__TASK ITEM 1__. In the clopidogrel text, how many acute MIs are estimated to occur worldwide each year?
__TASK ITEM 2__. List every physician mentioned by name in the clopidogrel text.
__TASK ITEM 3__. Summarize the clopidogrel text in two sentences.

__PAGE TEXT__.

BEGIN

Extrapolating from COMMIT, Dr. Chen said that giving this simple, inexpensive, safe, and modestly effective treatment to 1 million acute MI patients would save 5,000 lives and prevent an additional 5,000 strokes or repeat MIs. There are an estimated 10 million acute MIs per year worldwide, a third of which are STEMI, he added.
Discussant Christopher P. Cannon, M.D., said CLARITY and COMMIT are complementary trials that collectively provide important information about how clopidogrel fits into the whole spectrum of STEMI therapy, since the management strategy was 100% noninvasive in COMMIT and entirely invasive in CLARITY.
There was a suggestion of slightly better outcomes with the 300-mg loading dose used in CLARITY. However, CLARITY included patients only up to age 75 years. So a rational, evidence-based approach drawn from the two trials would be to employ a loading dose of clopidogrel in STEMI patients up to age 75 who present within 24 hours of symptom onset, and to skip the loading dose in patients beyond that age, since there is good evidence of efficacy for the 75-mg dose in the very elderly from COMMIT but no safety data for a loading dose in that age group, said Dr. Cannon of Brigham and Women's Hospital, who together with Dr. Sabatine was co-principal investigator in CLARITY.
Dr. Cannon added that the worldwide public health implications of this new addition to the management of STEMI are profound.

END

__INFORMATION GIVEN__.
BEGIN

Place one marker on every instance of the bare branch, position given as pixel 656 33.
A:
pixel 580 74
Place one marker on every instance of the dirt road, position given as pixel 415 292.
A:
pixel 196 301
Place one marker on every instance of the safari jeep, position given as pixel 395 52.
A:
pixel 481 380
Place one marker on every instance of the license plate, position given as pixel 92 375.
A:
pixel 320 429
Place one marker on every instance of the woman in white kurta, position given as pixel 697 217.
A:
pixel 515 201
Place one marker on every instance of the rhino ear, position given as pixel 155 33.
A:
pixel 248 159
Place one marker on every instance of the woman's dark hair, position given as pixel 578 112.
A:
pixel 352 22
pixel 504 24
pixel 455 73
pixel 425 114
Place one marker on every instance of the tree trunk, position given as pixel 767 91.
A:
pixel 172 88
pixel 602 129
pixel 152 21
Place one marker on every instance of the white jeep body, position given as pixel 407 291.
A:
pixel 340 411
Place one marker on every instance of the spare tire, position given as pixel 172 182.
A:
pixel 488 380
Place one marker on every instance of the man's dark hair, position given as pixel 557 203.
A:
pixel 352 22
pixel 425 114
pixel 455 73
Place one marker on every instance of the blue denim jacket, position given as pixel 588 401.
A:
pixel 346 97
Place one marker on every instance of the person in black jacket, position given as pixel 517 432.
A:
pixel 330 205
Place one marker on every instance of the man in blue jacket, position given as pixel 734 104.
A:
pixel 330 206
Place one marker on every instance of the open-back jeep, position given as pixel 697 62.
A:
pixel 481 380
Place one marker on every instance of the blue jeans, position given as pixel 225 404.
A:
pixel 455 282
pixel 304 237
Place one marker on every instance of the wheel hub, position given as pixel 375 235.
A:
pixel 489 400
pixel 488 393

END
BEGIN

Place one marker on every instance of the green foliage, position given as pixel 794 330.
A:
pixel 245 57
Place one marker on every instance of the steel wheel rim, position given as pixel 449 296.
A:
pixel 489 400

END

__RESULT 1__. An estimated 10 million, a third of which are STEMI.

__RESULT 2__. Dr. Chen, Christopher P. Cannon, M.D., and Dr. Sabatine

__RESULT 3__. Dr. Chen estimated from COMMIT that giving clopidogrel to 1 million acute MI patients would save 5,000 lives and prevent another 5,000 strokes or repeat MIs, and Dr. Cannon called COMMIT and CLARITY complementary because one used an entirely noninvasive strategy and the other an entirely invasive one. Dr. Cannon said the trials support a loading dose for STEMI patients up to age 75 who present within 24 hours of symptom onset and no loading dose in older patients, and he called the worldwide public health implications profound.